++++ DATA FOR PROCESSING ++++

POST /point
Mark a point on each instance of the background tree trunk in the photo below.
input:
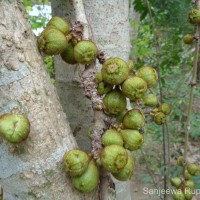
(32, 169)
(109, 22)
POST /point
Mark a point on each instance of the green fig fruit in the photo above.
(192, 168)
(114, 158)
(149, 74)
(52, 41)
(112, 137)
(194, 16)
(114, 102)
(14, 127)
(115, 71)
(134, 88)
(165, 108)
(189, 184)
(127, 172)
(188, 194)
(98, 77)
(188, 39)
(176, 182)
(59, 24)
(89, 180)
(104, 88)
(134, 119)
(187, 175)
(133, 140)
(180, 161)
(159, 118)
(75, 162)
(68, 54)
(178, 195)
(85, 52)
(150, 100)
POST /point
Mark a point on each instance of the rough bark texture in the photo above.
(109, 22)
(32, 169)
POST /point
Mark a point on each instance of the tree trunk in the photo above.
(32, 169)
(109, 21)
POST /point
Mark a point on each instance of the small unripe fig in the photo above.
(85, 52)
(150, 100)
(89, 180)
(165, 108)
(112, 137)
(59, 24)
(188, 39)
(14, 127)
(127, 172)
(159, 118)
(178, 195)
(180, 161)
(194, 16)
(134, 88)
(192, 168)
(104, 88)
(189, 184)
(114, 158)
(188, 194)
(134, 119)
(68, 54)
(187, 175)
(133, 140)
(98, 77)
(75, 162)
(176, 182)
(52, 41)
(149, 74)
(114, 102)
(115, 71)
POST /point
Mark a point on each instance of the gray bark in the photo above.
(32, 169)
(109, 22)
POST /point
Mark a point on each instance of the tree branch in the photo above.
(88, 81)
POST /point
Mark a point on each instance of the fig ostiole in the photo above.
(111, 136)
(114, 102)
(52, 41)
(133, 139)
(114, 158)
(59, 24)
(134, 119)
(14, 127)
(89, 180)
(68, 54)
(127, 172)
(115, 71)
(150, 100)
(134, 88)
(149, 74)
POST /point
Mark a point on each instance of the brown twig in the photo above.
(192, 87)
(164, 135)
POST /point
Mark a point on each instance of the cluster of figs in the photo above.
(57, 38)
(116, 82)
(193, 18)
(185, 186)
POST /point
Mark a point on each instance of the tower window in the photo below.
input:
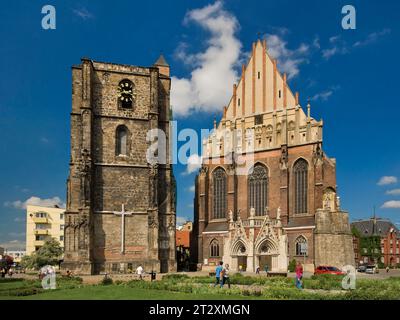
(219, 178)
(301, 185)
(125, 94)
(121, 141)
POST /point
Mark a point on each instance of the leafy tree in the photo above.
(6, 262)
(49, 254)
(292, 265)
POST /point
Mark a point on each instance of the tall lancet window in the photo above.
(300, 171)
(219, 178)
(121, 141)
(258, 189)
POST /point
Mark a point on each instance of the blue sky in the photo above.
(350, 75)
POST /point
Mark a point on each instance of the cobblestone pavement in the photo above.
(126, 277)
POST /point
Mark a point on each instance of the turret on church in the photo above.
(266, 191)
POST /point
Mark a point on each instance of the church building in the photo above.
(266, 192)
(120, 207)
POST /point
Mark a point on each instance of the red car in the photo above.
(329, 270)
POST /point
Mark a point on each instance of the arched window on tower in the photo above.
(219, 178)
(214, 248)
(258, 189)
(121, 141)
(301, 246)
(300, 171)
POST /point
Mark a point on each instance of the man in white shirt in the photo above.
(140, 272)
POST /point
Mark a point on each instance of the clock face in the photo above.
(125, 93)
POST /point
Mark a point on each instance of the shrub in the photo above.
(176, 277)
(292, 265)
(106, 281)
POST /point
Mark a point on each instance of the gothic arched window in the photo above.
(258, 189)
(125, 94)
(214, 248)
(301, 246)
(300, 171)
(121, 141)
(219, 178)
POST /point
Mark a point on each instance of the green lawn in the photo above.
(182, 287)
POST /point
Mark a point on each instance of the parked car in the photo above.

++++

* [TASK INSTRUCTIONS]:
Look at the records above. Copy every line where the string "below" occurs.

* [RESPONSE AREA]:
Mark a point on each instance of the background tree trunk in the photo below.
Mark a point on each instance of the tower window in the photo below.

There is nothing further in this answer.